YOUR ASSIGNMENT
In the distributed learning overview, what is the most popular and well-known form of aggregation performed on the BranchKey server?

DOCUMENT PASSAGE
################

Welcome! If you've got this far it means your ready to start using our systems. This documentation should provide both a high-level business overview, and reference documentation for any business or software developer.
What we do
We offer a federated distribution platform for machine learning agents. Our core interest is ensuring the barriers for you to scale the models you build is not the deployment and distribution steps.
Trees have branches, branches have leaves.
Keep it simple. You plant a tree, form a branch, and connect your learning agents as the leaves.
Distributed Learning is a method to perform learning in a distributed environment. Importantly Distributed Learning deals with asynchronous learners, on heterogeneous non-Identically and Independently Distributed Data. In some cases these datasets can be unbalanced, sensitive, or large in volume.
How does Federated Learning work?
Many leaf nodes in the image above see their individual datasets. From these many datasets each leaf adjusts a model.
These models are sent to the BranchKey server where various forms of aggregation are performed - the most popular and well known being Federated Averaging.
The result of this aggregation is a model that has been collectively trained across many distributed private datasets, without ever having seen that data.
Where is the value in an aggregated model?
There's value in data. However, in many cases data cannot leave the location where it was generated, this is true for many medical and financial settings. If a pattern is being observed at one location, the data at this location contains the information for modelling. If this pattern of behaviour exists at a new location, this new location will not have the information to recognise this pattern.

################

AVAILABLE DATA
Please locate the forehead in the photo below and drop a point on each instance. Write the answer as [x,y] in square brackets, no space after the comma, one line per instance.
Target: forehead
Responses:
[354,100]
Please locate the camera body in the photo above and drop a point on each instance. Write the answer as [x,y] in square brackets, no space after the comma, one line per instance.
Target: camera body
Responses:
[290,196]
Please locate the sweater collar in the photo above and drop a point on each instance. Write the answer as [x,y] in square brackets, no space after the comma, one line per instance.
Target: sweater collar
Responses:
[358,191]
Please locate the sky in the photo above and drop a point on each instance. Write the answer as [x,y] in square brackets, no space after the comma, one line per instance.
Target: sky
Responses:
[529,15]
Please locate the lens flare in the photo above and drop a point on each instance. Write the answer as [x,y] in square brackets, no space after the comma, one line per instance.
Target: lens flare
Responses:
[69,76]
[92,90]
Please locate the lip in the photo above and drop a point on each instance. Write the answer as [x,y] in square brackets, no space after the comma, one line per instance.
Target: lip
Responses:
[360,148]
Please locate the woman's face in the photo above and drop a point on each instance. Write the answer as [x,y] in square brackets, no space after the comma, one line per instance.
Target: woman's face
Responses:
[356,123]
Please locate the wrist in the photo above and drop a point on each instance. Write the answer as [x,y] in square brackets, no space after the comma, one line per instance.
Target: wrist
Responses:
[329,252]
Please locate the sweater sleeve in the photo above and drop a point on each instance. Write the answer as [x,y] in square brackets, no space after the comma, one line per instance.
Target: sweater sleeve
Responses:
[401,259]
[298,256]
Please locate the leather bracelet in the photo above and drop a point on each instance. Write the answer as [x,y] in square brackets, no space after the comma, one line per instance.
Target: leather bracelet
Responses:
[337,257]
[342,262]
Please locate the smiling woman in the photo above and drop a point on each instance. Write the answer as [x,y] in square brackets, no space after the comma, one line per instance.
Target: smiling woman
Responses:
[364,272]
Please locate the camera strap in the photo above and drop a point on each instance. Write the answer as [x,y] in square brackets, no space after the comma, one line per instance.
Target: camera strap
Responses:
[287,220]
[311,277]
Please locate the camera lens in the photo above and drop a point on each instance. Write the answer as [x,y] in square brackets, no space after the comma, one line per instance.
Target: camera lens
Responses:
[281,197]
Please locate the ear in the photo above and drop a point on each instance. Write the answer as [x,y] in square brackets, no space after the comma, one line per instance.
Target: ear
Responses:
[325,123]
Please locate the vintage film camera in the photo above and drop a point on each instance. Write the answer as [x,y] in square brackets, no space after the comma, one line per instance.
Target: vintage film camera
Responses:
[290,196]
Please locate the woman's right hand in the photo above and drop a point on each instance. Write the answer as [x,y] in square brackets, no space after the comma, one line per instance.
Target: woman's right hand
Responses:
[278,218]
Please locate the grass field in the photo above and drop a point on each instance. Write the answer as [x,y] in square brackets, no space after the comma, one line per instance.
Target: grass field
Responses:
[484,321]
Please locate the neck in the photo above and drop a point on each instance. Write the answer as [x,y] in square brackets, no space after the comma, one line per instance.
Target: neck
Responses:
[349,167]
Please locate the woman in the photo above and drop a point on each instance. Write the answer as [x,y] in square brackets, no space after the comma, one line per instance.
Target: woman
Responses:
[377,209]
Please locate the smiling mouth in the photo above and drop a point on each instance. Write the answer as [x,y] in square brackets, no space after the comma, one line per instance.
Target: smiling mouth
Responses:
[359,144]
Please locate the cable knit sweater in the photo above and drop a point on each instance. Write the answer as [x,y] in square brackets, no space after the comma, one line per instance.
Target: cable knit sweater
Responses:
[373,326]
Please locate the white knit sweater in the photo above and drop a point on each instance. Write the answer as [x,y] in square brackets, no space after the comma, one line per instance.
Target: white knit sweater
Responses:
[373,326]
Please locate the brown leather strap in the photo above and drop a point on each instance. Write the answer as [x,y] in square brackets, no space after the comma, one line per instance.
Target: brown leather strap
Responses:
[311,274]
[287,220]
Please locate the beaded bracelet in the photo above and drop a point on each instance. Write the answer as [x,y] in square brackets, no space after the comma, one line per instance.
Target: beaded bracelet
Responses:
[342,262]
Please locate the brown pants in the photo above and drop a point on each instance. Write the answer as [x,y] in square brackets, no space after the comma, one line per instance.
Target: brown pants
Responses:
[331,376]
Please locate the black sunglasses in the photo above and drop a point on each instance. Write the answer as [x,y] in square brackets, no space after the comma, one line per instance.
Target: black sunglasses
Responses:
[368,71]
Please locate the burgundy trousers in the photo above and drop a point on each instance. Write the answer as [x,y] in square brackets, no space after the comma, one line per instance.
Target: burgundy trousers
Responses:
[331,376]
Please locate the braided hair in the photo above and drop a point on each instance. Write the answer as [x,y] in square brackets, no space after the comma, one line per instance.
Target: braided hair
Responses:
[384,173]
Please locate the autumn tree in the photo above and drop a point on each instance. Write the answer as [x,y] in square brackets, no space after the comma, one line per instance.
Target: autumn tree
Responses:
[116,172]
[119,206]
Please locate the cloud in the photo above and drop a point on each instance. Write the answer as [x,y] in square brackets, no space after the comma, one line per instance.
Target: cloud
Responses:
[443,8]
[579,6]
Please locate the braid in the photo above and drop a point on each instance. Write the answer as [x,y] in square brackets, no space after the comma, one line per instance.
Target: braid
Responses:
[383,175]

################

RESPONSE FOR THIS EXERCISE
Federated Averaging.